▶ [Given request]
Print the lines below verbatim, beginning with the very first line and stopping after the line that contains "x=276 y=418".

▶ [Task inputs]
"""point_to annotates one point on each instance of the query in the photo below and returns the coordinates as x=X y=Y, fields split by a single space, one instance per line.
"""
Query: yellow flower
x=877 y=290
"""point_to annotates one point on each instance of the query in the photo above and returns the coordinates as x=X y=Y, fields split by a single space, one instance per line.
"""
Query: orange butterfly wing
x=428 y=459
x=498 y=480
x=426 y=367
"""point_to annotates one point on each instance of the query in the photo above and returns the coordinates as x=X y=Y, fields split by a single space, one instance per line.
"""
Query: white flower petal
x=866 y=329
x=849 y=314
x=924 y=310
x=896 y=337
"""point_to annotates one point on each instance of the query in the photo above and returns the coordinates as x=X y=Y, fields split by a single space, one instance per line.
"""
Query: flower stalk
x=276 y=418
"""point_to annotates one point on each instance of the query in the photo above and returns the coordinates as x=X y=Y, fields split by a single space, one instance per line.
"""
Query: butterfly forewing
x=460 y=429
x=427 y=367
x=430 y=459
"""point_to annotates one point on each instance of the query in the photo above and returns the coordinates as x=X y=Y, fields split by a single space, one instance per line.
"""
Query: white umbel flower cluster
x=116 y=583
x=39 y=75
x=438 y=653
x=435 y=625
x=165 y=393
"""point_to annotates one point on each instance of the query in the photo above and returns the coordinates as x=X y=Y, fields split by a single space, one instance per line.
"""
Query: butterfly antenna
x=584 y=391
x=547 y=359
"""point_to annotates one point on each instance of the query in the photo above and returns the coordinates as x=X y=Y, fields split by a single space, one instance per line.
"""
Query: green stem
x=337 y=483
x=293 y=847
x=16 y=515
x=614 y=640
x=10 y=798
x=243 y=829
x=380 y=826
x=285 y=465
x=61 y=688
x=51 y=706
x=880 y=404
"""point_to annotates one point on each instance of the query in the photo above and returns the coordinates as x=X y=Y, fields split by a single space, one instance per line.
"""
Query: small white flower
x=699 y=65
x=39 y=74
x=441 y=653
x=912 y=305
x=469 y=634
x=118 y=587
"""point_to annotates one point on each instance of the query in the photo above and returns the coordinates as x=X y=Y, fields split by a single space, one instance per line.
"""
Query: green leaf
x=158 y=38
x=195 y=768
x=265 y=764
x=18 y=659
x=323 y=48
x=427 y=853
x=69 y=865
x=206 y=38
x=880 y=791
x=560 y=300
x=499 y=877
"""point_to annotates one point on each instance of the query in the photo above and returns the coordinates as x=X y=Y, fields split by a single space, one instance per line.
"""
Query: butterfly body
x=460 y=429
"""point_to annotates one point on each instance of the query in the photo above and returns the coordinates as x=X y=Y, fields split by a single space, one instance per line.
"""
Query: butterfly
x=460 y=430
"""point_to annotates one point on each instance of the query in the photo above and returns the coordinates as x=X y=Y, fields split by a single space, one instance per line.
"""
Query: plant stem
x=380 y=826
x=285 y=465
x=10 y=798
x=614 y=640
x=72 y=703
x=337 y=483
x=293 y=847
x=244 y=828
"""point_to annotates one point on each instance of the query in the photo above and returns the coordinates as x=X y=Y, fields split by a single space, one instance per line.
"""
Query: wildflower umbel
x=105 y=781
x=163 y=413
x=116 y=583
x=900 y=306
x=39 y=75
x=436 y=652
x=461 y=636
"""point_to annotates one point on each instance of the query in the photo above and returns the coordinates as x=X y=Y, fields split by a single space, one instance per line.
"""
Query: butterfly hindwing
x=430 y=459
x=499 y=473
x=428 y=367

▶ [Response]
"""point_to annotates one point on each instance of the query in the photo below and returns the coordinates as x=X y=Y, fields split by a single space, one instance per line.
"""
Query: yellow flower
x=877 y=290
"""point_to annotates one point on each instance of the query in the photo above and returns the coordinates as x=X y=Y, fields split by a single space, one instance per line.
"""
Query: orange butterfly wing
x=428 y=459
x=498 y=480
x=426 y=367
"""point_to annotates one point on each instance of the query in the photo above and returns the coordinates as x=X y=Y, fields split by a single space, one instance per line.
"""
Query: white flower petal
x=866 y=329
x=849 y=314
x=924 y=310
x=896 y=337
"""point_to annotates one point on each instance of the query in the photo above and returns the coordinates as x=X y=Y, fields split by a single space, one instance per line.
"""
Query: flower stalk
x=276 y=418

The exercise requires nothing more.